WHAT THE EXERCISE ASKS
Reproduce exactly the lines from the one containing "of the wispy" through the last line of the records below, both included, and nothing else.
[Start ENTRIES SHOWN]
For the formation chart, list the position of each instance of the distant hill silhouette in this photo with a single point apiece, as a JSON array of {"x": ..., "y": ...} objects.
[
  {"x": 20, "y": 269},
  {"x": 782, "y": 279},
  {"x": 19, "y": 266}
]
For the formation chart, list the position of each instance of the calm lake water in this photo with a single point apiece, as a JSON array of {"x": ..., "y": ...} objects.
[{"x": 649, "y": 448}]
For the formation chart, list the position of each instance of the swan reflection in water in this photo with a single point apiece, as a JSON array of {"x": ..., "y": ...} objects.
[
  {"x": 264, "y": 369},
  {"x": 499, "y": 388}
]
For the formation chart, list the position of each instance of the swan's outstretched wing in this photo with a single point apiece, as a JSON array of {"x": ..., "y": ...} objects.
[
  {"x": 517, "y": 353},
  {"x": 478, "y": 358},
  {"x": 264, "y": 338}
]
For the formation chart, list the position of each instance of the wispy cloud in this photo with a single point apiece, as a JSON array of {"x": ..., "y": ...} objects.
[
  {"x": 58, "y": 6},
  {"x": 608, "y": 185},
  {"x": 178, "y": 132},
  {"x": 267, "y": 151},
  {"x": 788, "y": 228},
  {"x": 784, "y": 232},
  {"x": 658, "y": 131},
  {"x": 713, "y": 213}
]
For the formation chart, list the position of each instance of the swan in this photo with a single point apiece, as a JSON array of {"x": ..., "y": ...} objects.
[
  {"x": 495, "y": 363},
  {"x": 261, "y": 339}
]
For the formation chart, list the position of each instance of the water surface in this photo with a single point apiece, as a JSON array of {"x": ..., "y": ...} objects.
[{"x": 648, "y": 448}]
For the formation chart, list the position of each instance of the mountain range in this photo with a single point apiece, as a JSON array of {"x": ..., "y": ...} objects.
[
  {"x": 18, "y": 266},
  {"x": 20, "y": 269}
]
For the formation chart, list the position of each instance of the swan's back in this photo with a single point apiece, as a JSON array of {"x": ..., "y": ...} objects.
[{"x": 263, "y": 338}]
[End ENTRIES SHOWN]
ANSWER
For the formation chart, list the position of each instance of the wispy cloud in this photo with a single point apiece, as a JSON array of {"x": ..., "y": ...} objects.
[
  {"x": 58, "y": 6},
  {"x": 608, "y": 185},
  {"x": 178, "y": 132},
  {"x": 267, "y": 151},
  {"x": 788, "y": 228},
  {"x": 784, "y": 232},
  {"x": 658, "y": 131},
  {"x": 713, "y": 213}
]
For the formation chart, list the position of each instance of the swan in this photo with a single point apiece, as a JSON array of {"x": ..., "y": ...} objects.
[
  {"x": 495, "y": 363},
  {"x": 261, "y": 339}
]
For the formation chart, list the position of each instance of the water surface in this photo with a single point apiece, as a JSON array of {"x": ..., "y": ...} objects.
[{"x": 648, "y": 448}]
For the formation chart, list the position of each instance of the mountain range in this photo with a single point apiece, as a JSON array of {"x": ..., "y": ...} objects.
[
  {"x": 18, "y": 266},
  {"x": 20, "y": 269}
]
For the formation chart, list the position of each instance of the swan's back in this photo with a single point apiece, as a JSON array of {"x": ..., "y": ...} objects.
[{"x": 263, "y": 338}]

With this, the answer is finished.